Written exercise A
Do these statements agree with the webhooks thread below? Answer yes or no for each, and quote the words of the thread that decide it.
(i) Adrián prefers to write in PHP.
(ii) Andrew11 recommends Parabola as a free option.
(iii) Adrián plans to stick with a free version for now.

Document excerpt
________

Webhooks

122 views
Skip to first unread message

Adrián

unread,
Jun 21, 2021, 4:35:13 PM6/21/21
to Web Scraping
Hi guys.

I have multiple projects and I want to run them all in an automated fashion.

I believe for that I need to use webhooks but I'm unsure how to use and set them up.

What I want:
I want to run Project A and when that finishes I want the CSV file to be saved in a folder, automatically, and then run Project B and so on until everything is done and I have all my CSV files.

If I understand correctly I need to set up an account in a web service that can receive the  parsehub_callback I set in the project's webhook field and then, in that app, I would need to tell it to run the next project and so on. Is that correct?
  • And to tell it to run I mean creating a file to do something (php is my preferred language) or setting it up on the built-in app options it might have.
  • I read ParseHub's webhook info but don't get the "local" part of it.
  • I found pipedream as an app to achieve that but I'm overwhelmed by all it's options and functions, nor can I tell if it's got what I need.
    • By following these last two points I would need to write this on the first project's webhook field: https://my_unique_pipedream_url:5000/parsehub_callback, correct?
    • Should I write in this app file or built-in option that I want that run to be saved as a CSV file and then to go for the next? If so, how do I tell it to go for the next?
Thank you,
Adrián.

Andrew11

unread,
Jun 21, 2021, 5:17:04 PM6/21/21
to Web Scraping
You might consider Parabola, although it isn't free:
I'm not sure even Ben can help you with the homegrown way of setting this up (he's the ParseHub QA engineer that shows up here).

Andrew11

unread,
Jun 21, 2021, 5:20:03 PM6/21/21
to Web Scraping
See also https://parabola.io/product-overview/updating-and-running-your-flow

On Monday, June 21, 2021 at 1:35:13 PM UTC-7 Adrián wrote:

Adrián

unread,
Jun 23, 2021, 11:11:27 AM6/23/21
to Web Scraping
Hi Andrew.
I do intend to keep things in a free version for now.

I can also consider using the API, a custom .php file and databases too.

How would you go on about it?

Thanks.

________

Items

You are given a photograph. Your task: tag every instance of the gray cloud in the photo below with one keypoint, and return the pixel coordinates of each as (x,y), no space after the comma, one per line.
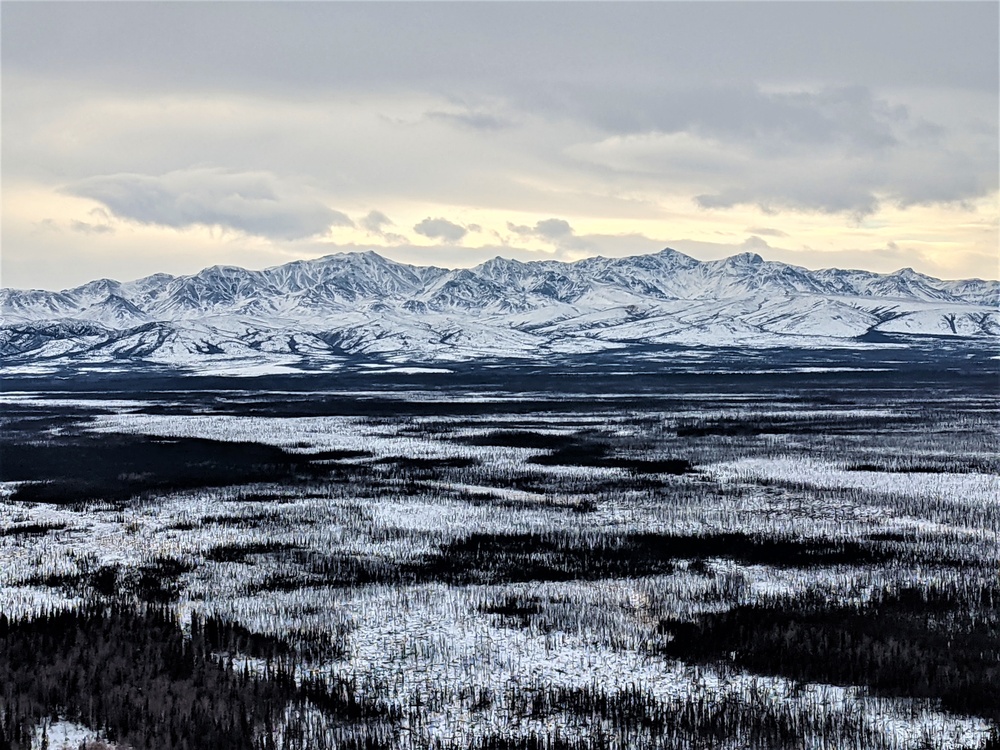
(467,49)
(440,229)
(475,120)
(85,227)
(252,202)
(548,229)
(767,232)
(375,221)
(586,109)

________

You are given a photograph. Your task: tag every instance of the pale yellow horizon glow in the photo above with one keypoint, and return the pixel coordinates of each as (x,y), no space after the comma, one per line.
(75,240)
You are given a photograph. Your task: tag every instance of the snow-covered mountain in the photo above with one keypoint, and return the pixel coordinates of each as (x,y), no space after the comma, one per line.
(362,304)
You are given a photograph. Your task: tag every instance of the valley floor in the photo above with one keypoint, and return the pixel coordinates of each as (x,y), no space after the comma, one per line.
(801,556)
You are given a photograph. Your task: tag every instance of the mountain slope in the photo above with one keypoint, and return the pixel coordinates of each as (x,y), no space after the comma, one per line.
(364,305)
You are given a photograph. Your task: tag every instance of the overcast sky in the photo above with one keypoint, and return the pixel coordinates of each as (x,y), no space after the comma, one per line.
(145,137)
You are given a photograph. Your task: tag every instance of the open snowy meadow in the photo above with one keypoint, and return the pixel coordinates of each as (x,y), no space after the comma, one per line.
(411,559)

________

Written exercise B
Which lines in the listing above contain the string "valley"? Pull out and copy every one of them.

Worked answer A
(i) Yes: "php is my preferred language"
(ii) No: "You might consider Parabola, although it isn't free"
(iii) Yes: "I do intend to keep things in a free version for now."

Worked answer B
You are given a photograph. Your task: tag every instance of the valley floor in the photo above with one keypoint, and return the pixel coordinates of each as (x,y), no space after the comma, one per line.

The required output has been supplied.